Point annotations for photos
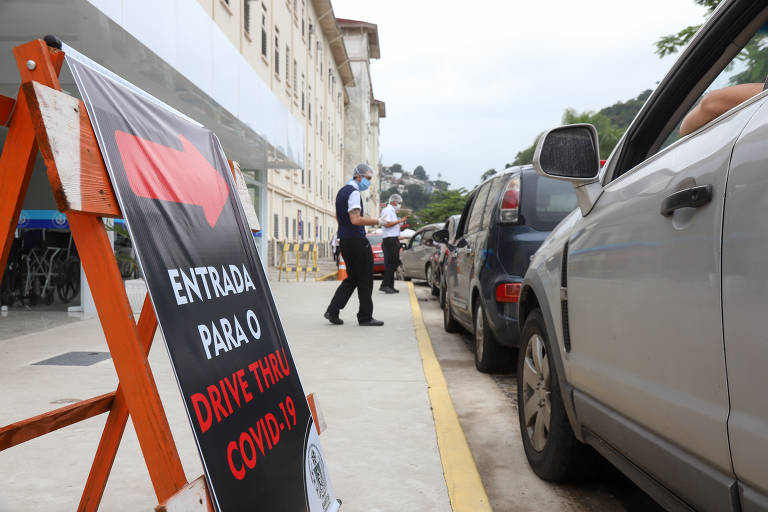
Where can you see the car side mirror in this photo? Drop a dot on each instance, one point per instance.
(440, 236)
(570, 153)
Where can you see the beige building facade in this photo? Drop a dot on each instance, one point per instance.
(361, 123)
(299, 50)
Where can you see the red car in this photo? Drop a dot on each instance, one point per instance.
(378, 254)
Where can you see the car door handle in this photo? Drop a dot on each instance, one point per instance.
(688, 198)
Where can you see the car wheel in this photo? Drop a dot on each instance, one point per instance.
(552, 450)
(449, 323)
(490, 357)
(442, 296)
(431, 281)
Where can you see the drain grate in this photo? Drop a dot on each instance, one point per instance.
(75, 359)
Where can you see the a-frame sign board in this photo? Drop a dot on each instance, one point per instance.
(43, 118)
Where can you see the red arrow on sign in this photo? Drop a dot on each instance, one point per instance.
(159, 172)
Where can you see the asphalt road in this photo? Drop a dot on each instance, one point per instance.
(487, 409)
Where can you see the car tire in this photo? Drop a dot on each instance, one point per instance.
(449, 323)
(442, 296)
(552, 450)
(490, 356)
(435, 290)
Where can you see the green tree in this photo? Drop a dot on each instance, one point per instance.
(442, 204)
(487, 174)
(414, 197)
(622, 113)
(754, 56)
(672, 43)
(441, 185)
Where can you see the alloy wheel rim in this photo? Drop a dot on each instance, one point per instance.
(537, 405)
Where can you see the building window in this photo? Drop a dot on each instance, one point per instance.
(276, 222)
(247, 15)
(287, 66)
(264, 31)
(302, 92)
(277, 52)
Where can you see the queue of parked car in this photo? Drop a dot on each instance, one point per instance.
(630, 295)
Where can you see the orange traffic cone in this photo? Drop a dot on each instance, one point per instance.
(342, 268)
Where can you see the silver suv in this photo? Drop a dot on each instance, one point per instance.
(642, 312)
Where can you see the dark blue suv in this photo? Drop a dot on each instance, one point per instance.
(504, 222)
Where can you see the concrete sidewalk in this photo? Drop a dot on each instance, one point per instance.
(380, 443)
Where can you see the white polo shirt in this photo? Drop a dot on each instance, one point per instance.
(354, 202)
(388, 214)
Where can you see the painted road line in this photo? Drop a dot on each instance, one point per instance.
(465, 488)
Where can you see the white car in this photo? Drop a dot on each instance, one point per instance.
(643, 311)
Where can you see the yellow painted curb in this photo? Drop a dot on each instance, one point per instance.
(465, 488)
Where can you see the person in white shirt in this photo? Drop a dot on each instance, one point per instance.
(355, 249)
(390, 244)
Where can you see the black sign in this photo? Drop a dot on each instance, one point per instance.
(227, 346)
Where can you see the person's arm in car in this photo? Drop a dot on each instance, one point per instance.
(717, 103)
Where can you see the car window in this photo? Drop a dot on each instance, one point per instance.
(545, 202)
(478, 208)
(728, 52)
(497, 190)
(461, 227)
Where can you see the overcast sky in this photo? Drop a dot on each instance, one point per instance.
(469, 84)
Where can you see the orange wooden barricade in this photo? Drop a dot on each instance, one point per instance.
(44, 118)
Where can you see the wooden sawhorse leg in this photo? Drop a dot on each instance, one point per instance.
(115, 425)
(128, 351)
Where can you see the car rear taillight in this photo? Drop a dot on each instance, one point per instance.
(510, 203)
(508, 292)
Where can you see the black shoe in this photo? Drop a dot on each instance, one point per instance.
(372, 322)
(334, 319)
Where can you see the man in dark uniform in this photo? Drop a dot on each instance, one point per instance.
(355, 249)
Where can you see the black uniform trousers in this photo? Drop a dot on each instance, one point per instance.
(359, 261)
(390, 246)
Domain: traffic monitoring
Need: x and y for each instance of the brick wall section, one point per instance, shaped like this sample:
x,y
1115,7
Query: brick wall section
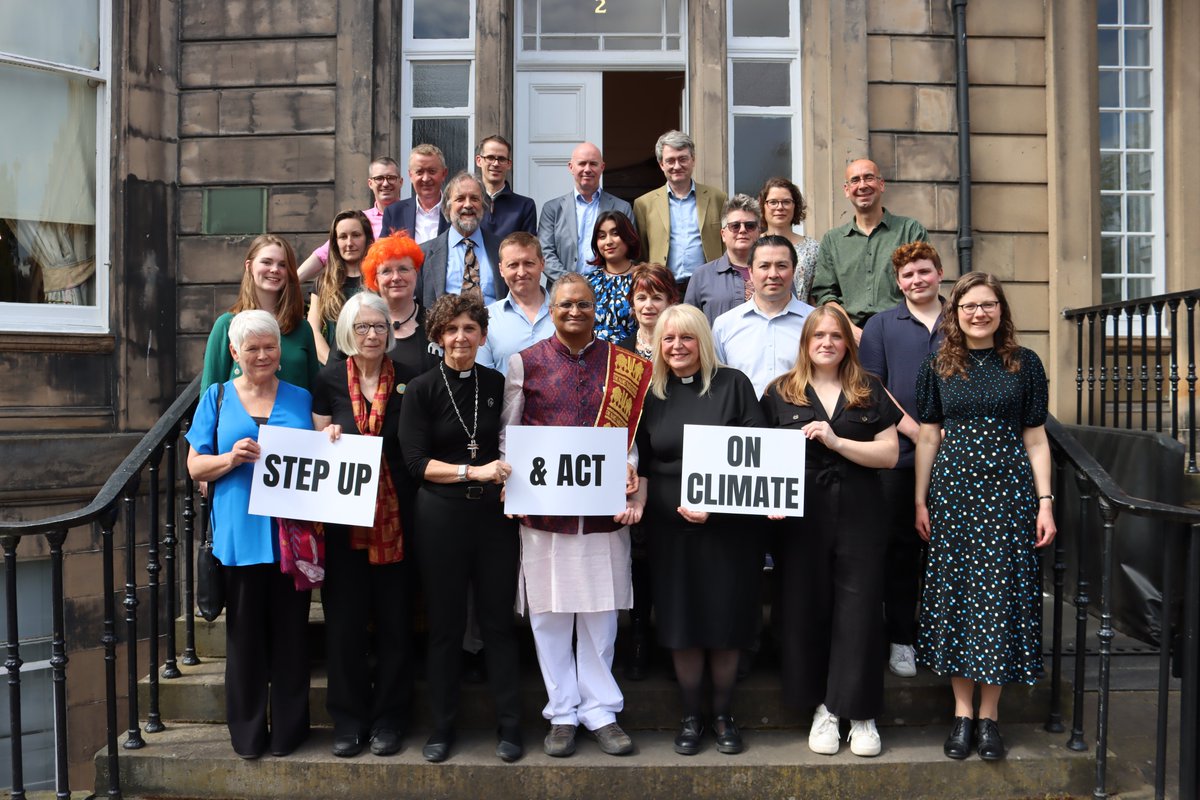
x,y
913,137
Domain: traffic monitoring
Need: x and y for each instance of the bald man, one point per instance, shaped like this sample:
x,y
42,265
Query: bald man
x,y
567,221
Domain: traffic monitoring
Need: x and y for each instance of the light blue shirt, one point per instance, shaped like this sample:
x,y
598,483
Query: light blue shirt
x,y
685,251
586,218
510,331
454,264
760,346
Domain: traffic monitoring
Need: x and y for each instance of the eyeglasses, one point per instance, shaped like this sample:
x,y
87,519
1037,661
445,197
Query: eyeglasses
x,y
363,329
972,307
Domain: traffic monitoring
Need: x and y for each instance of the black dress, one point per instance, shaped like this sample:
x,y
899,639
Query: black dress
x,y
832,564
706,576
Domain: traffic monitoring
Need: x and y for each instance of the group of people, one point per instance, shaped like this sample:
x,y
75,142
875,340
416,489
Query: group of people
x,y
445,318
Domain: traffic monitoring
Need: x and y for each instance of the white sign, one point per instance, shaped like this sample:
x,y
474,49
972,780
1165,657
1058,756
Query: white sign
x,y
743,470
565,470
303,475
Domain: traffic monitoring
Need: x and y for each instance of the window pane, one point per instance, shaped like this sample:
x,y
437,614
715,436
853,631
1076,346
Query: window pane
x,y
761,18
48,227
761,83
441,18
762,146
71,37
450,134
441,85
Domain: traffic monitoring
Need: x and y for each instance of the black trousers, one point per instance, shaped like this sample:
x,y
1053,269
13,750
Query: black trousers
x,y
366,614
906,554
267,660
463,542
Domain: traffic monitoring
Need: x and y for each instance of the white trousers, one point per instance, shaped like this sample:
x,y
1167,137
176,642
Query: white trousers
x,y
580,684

TASK REQUIREMENTS
Write out each entry exactly as given, omitting any picture.

RESULT OF THIS EXERCISE
Where can you see the car side mirror in this photo? Drop a dot on each instance, one point per instance.
(440, 236)
(570, 153)
Where can you see the beige building facade in this photo? Drop a dot on each instance, one point per instance.
(361, 123)
(299, 50)
Where can you see the red car in this photo? Drop a dot on each instance, one point per instance.
(378, 254)
Where can you see the car door handle in this photo? Drop a dot on each instance, one point per instance.
(688, 198)
Where can you see the car wheel in this photo? Drop a dot on each instance, one point per instance.
(552, 450)
(449, 323)
(490, 357)
(442, 296)
(431, 281)
Where can you see the drain grate in this photo? Drop a dot on each instance, one point per instance.
(75, 359)
Where can you see the a-frame sign board in this photo? Drop a dot on each instance, one point per instance.
(43, 118)
Where can you see the red arrow on sign in this photo? Drop a dot on each instance, one point per instance.
(159, 172)
Where can you see the asphalt road in this photo? Drop a dot on each instance, one point per instance.
(487, 409)
Where can you see the car tire in this photo? Drop a dot on each instance, one point per instance.
(449, 323)
(442, 296)
(552, 450)
(490, 356)
(435, 290)
Where can you see the green tree in this photo? Drop a dot on each instance, one point per instance.
(442, 204)
(487, 174)
(414, 197)
(622, 113)
(754, 56)
(672, 43)
(441, 185)
Where can you see the alloy wheel rim in this photo? Drop a dot on each instance, one point per instance.
(537, 405)
Where can you see the building window in this photo? Drop a dot on each instance, one point per instance.
(276, 222)
(247, 15)
(287, 66)
(264, 31)
(302, 92)
(277, 52)
Where can you see the queue of parked car in this photo? Drop a dot on each instance, one point per instance.
(630, 295)
Where can you see the orange traffic cone in this photo? Drop a dot on each instance, one point per instance.
(342, 268)
Where can you see the silver suv in this photo? Drop a dot on each instance, one point per instance.
(642, 312)
Where can you see the dark blue suv in this photo? Drop a dot on each instance, one point per instance.
(504, 222)
Where can you see the concrete sidewalk in this photo? Drop a dot on each instance, one point per instance.
(380, 443)
Where can you see the white polo shirt in this photo? Drop a dot on each instance, one point per instance.
(354, 202)
(388, 214)
Where can you see the painted road line in this photo? Drop a dot on each instance, one point per instance.
(465, 488)
Where can you see the white car in this photo? Drop a dot on each instance, one point per instance.
(643, 311)
Where can you see the yellow painted curb in this photo? Drop a dot on each instance, one point per instance.
(465, 488)
Where can you see the person in white shirt in this photo? Drop a dot on each instance, one point per instance.
(355, 249)
(390, 244)
Where can you see the black sign in this photo? Drop a dot on each instance, one point per instance.
(227, 346)
Where can you see the person's arm in car in this photo? Drop a dot on each instance, one point per instance.
(717, 103)
Where can you see the car window in this photo? Drop a dot on each instance, one point per instance.
(545, 202)
(478, 208)
(728, 52)
(497, 190)
(461, 227)
Where can you see the overcast sky in this photo? Drop a dot on each instance, one point per instance.
(469, 84)
Where can you see the orange wooden barricade in this photo? Drop a dot on each instance, one point per instance.
(44, 118)
Where can you see the wooden sawhorse leg in this photo? Drop a dot on each instance, one point per instance.
(115, 425)
(128, 351)
Where can you see the car rear taillight in this photo? Drop a dot on each instance, one point per instance.
(510, 203)
(508, 292)
Where can you see the black shoe in this photo? Drop a dot on each instance, one point per instance.
(372, 322)
(334, 319)
Where can you see the man in dark uniform in this photo? Drop a dot on each instance, one point per instance.
(355, 249)
Where can you see the black uniform trousers in this photo? Drop a dot on each instance, one point per instance.
(359, 261)
(390, 246)
Domain: traffic monitoring
Need: x and y for each instance of the brick wall section, one point per instance, shaped like this sample:
x,y
1115,7
Query: brick wall section
x,y
913,137
Domain: traffic monitoring
Need: x and y for each instance of the bald man, one point per instance, shaped like this sample:
x,y
42,265
Query: bald man
x,y
567,221
Domain: traffic monitoring
Need: x and y for each instance of the light blue shirt, one point per instance, shaped like this sample:
x,y
598,483
Query: light blue shirt
x,y
685,251
586,218
510,331
454,264
760,346
Domain: traffic monitoring
Need: x and y for each instance of the eyeglasses, one point per instance, shaped like this sample:
x,y
87,519
1037,661
445,197
Query: eyeglasses
x,y
363,329
972,307
Domain: traffic monitoring
Need: x and y for each instance of the black dress, one point per instance, shaped like this sample:
x,y
899,639
Query: black dress
x,y
832,564
706,576
Domain: traffic monitoring
Need: x and y for each instance of the group of people, one point per instance, shaped like this sample:
x,y
75,142
875,340
416,489
Query: group of people
x,y
445,318
Domain: traffic monitoring
Need: x and y for each instance of the white sign, one point per instance, shaped like this sample:
x,y
474,49
972,780
1165,657
1058,756
Query: white sign
x,y
743,470
565,470
303,475
Domain: traffic monitoring
Need: x and y for each instance of the window pane, one point per instance, shaped like this sample:
x,y
437,614
715,436
853,631
1076,346
Query: window pane
x,y
761,18
48,227
761,83
441,18
762,146
71,37
450,134
441,85
Domain: traffic monitoring
Need: x and y for each instance of the black trousers, one point per instance, shaped like this sample:
x,y
1053,269
13,750
Query: black trousers
x,y
366,614
906,554
267,660
463,542
Domain: traffic monitoring
Need: x and y for each instance of the white trousers, one point per instance, shaped like this sample:
x,y
1167,137
176,642
Query: white trousers
x,y
580,684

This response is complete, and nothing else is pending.